• STATED GOAL:
State how many lines in the rows below contain the string "field", treating case as significant. Reply with the number alone.

——————

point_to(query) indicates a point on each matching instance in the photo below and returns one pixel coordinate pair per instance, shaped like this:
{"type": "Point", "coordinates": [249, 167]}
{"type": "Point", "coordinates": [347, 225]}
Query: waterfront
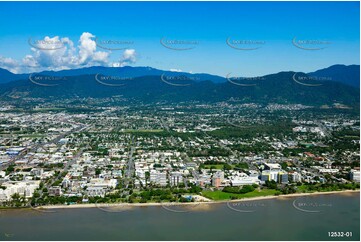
{"type": "Point", "coordinates": [292, 218]}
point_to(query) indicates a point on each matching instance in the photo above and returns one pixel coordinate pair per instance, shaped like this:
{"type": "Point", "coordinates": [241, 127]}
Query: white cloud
{"type": "Point", "coordinates": [60, 53]}
{"type": "Point", "coordinates": [9, 64]}
{"type": "Point", "coordinates": [129, 57]}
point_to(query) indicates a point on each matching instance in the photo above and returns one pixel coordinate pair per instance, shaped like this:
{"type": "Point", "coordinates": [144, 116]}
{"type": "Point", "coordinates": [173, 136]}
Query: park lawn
{"type": "Point", "coordinates": [219, 195]}
{"type": "Point", "coordinates": [142, 130]}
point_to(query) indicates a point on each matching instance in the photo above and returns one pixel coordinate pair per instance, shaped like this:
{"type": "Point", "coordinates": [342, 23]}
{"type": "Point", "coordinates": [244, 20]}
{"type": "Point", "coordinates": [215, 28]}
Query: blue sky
{"type": "Point", "coordinates": [332, 29]}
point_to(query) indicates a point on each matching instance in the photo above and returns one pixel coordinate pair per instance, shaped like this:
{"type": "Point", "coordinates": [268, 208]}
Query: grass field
{"type": "Point", "coordinates": [219, 195]}
{"type": "Point", "coordinates": [142, 130]}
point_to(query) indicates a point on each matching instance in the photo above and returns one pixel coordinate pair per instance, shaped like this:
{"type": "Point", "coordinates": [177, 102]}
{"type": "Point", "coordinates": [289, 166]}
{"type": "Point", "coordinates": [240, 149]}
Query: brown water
{"type": "Point", "coordinates": [303, 218]}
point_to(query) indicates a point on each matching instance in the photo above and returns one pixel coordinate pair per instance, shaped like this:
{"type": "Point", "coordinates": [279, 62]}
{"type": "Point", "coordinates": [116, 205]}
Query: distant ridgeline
{"type": "Point", "coordinates": [336, 84]}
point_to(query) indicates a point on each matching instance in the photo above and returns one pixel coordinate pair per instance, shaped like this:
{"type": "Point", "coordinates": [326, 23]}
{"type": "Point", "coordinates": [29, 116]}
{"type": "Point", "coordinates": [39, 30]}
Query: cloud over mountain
{"type": "Point", "coordinates": [60, 53]}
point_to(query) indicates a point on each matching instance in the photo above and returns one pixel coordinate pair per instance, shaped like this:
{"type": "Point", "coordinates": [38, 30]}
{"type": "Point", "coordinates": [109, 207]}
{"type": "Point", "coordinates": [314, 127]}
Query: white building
{"type": "Point", "coordinates": [355, 175]}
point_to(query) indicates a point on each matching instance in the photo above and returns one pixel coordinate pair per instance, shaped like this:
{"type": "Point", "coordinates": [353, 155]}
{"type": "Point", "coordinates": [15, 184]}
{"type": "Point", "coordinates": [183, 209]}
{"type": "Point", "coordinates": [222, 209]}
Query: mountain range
{"type": "Point", "coordinates": [338, 83]}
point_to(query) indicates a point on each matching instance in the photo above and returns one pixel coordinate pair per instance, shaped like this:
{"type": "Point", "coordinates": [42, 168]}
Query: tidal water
{"type": "Point", "coordinates": [296, 218]}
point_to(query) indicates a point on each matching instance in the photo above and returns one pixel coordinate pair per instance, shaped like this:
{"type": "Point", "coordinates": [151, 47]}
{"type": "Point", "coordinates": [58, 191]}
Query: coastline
{"type": "Point", "coordinates": [129, 205]}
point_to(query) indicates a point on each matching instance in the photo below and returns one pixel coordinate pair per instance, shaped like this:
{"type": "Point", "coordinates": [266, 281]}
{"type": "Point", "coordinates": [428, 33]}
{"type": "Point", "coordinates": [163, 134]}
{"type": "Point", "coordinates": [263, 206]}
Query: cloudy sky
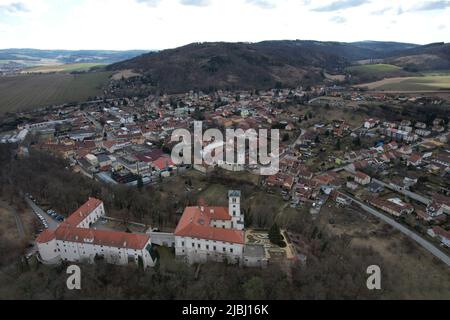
{"type": "Point", "coordinates": [160, 24]}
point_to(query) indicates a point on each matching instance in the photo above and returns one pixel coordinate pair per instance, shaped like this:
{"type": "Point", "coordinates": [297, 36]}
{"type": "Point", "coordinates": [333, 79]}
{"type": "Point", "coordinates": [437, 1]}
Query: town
{"type": "Point", "coordinates": [335, 150]}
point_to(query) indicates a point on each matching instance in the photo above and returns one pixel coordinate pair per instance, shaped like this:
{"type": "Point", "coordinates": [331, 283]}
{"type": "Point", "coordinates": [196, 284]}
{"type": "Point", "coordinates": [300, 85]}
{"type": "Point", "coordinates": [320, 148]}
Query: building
{"type": "Point", "coordinates": [395, 206]}
{"type": "Point", "coordinates": [76, 241]}
{"type": "Point", "coordinates": [441, 234]}
{"type": "Point", "coordinates": [362, 178]}
{"type": "Point", "coordinates": [212, 233]}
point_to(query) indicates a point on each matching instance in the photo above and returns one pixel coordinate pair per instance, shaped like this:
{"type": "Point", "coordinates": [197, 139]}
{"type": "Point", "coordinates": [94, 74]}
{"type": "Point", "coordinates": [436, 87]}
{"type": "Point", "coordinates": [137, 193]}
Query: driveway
{"type": "Point", "coordinates": [19, 223]}
{"type": "Point", "coordinates": [52, 224]}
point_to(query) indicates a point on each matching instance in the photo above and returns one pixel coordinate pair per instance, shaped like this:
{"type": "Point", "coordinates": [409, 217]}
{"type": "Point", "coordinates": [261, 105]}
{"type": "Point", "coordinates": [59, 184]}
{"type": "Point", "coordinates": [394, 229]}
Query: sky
{"type": "Point", "coordinates": [163, 24]}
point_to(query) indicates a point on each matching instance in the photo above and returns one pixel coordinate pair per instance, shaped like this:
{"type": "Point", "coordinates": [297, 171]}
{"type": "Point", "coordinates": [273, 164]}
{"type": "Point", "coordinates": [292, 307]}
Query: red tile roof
{"type": "Point", "coordinates": [46, 236]}
{"type": "Point", "coordinates": [196, 223]}
{"type": "Point", "coordinates": [82, 213]}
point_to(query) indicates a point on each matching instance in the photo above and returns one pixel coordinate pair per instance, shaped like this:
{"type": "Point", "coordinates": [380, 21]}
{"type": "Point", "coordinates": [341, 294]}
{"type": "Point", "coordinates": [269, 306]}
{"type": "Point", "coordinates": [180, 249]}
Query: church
{"type": "Point", "coordinates": [207, 233]}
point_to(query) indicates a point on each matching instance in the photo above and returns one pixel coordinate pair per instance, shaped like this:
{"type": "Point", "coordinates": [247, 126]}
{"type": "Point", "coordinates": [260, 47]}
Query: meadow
{"type": "Point", "coordinates": [373, 69]}
{"type": "Point", "coordinates": [72, 67]}
{"type": "Point", "coordinates": [427, 82]}
{"type": "Point", "coordinates": [31, 91]}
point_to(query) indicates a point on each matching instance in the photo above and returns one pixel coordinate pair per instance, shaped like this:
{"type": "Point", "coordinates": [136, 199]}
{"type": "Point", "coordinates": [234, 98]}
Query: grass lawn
{"type": "Point", "coordinates": [373, 69]}
{"type": "Point", "coordinates": [71, 67]}
{"type": "Point", "coordinates": [428, 82]}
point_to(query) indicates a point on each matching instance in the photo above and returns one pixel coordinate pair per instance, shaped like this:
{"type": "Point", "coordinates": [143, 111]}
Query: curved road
{"type": "Point", "coordinates": [424, 243]}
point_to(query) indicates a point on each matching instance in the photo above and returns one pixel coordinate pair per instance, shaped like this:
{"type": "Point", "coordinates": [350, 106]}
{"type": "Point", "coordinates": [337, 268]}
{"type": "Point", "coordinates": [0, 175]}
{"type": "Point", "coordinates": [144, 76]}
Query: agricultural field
{"type": "Point", "coordinates": [427, 82]}
{"type": "Point", "coordinates": [72, 67]}
{"type": "Point", "coordinates": [31, 91]}
{"type": "Point", "coordinates": [373, 69]}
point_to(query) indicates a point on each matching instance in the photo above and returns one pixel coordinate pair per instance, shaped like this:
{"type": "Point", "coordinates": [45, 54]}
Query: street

——————

• RESULT FOR THIS EXERCISE:
2